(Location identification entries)
= = = = =

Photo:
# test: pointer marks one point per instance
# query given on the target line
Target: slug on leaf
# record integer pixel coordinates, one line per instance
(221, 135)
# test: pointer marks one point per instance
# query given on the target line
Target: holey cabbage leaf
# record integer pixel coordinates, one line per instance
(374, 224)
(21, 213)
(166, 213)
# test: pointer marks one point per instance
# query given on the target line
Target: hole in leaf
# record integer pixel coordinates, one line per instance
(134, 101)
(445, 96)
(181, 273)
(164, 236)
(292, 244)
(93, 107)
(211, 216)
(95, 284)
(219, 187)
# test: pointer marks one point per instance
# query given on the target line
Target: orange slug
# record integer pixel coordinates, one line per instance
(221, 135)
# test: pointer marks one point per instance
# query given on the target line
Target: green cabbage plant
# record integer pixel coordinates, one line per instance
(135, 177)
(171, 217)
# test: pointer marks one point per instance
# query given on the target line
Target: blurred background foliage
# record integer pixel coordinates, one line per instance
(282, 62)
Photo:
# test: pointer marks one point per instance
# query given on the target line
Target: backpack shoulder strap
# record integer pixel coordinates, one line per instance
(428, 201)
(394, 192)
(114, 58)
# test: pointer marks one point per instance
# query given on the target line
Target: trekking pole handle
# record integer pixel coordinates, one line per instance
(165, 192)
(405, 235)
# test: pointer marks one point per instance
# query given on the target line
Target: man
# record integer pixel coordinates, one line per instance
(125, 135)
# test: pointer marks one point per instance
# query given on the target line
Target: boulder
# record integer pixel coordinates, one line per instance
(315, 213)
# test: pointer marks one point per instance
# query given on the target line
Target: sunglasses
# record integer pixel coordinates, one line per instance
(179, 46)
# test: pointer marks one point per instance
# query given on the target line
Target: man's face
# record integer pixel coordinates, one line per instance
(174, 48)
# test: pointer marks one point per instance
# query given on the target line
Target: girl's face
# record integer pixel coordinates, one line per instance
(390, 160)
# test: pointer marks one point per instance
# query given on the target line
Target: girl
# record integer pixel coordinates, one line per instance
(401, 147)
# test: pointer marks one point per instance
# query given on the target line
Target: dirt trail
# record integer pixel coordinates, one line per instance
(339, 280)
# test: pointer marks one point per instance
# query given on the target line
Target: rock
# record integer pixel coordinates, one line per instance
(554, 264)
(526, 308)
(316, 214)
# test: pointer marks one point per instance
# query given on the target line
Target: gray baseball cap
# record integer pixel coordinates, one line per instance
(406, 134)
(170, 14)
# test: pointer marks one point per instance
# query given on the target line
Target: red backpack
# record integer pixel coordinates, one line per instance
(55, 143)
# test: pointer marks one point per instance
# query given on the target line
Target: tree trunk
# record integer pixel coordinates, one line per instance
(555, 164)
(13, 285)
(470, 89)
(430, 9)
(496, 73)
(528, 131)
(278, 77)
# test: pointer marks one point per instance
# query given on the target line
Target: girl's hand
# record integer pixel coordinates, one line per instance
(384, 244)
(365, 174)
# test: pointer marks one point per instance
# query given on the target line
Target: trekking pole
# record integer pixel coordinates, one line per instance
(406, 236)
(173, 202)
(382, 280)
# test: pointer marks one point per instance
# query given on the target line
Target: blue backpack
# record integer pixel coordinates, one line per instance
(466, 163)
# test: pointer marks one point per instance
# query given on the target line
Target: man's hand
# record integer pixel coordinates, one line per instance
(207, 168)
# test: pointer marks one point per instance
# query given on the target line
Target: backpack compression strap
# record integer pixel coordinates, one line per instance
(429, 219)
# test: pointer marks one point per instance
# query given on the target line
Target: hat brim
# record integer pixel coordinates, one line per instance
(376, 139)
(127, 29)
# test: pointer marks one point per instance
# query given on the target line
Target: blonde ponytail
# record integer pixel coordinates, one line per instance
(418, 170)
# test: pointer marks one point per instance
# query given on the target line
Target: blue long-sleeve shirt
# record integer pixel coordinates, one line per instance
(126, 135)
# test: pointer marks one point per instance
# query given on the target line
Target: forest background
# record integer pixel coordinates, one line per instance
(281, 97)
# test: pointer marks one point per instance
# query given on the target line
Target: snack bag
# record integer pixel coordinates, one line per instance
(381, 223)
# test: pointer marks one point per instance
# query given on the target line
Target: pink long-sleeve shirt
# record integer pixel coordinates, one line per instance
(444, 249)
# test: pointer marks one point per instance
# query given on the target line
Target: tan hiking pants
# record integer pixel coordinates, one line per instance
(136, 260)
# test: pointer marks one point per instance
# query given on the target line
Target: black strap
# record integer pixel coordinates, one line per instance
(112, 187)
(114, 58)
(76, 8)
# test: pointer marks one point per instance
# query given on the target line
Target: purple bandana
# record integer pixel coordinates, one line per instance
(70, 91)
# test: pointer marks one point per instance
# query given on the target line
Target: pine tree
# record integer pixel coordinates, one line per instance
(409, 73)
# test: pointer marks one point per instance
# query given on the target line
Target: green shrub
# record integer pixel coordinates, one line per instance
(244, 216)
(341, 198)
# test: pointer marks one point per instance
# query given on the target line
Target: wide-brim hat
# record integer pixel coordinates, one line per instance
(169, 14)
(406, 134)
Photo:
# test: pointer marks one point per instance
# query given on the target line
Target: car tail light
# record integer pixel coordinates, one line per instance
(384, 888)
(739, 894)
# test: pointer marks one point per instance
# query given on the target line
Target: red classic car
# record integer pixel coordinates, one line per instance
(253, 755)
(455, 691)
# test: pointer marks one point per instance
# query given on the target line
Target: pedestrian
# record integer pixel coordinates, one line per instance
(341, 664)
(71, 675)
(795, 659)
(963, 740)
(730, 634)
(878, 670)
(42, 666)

= = = = =

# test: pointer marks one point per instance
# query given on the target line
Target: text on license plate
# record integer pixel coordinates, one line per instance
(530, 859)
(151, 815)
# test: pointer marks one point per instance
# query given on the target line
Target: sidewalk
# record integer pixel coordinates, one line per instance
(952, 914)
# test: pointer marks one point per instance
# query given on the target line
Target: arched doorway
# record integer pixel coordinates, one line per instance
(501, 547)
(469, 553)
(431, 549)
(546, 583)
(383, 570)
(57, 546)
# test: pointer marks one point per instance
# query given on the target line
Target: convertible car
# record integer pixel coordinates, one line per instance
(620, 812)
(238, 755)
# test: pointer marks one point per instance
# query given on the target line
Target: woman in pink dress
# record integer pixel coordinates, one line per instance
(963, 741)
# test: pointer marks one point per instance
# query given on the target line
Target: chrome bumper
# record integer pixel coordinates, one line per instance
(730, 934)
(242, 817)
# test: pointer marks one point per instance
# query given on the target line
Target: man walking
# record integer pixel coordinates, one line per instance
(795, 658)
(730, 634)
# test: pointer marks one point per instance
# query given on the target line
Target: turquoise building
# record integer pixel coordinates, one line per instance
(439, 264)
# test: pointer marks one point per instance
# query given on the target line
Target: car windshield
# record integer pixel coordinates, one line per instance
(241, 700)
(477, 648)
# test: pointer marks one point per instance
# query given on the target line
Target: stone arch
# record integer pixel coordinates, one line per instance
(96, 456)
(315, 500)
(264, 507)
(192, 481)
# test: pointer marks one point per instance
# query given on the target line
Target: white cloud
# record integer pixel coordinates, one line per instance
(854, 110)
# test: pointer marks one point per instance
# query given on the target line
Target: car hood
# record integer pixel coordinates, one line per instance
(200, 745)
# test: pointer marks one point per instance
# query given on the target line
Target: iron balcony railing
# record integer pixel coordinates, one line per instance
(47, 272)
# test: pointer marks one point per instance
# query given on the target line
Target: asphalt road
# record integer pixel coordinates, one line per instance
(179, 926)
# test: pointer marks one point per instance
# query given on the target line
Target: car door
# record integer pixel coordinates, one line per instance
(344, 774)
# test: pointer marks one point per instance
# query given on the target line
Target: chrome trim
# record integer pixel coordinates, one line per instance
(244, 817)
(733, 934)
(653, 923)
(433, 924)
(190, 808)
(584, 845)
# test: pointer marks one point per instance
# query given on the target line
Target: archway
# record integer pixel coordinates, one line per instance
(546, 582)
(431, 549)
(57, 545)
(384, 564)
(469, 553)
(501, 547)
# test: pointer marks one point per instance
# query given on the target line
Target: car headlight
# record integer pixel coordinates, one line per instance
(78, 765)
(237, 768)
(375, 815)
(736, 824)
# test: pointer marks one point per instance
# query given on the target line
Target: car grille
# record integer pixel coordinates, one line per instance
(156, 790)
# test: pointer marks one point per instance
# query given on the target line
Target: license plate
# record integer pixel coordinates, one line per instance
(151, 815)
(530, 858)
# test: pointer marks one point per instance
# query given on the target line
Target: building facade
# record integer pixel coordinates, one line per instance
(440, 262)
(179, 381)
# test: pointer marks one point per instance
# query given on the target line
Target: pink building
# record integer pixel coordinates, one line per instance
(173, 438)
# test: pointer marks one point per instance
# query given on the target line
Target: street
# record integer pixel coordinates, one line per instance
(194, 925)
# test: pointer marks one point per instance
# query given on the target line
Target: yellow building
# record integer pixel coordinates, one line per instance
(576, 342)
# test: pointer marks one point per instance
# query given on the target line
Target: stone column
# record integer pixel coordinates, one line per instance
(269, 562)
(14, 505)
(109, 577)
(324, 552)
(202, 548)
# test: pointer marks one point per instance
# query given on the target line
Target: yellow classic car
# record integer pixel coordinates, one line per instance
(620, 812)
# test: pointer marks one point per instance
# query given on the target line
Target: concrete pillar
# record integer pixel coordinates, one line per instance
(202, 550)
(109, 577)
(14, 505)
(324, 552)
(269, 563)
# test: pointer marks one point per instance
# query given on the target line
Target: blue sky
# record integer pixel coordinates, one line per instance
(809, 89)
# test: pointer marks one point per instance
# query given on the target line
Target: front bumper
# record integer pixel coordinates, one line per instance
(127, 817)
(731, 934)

= = = = =

Required work:
Select each line above that contains the word "long", and copy those lines out.

Exercise response:
Target: blue long-sleeve shirt
Target: pink long-sleeve shirt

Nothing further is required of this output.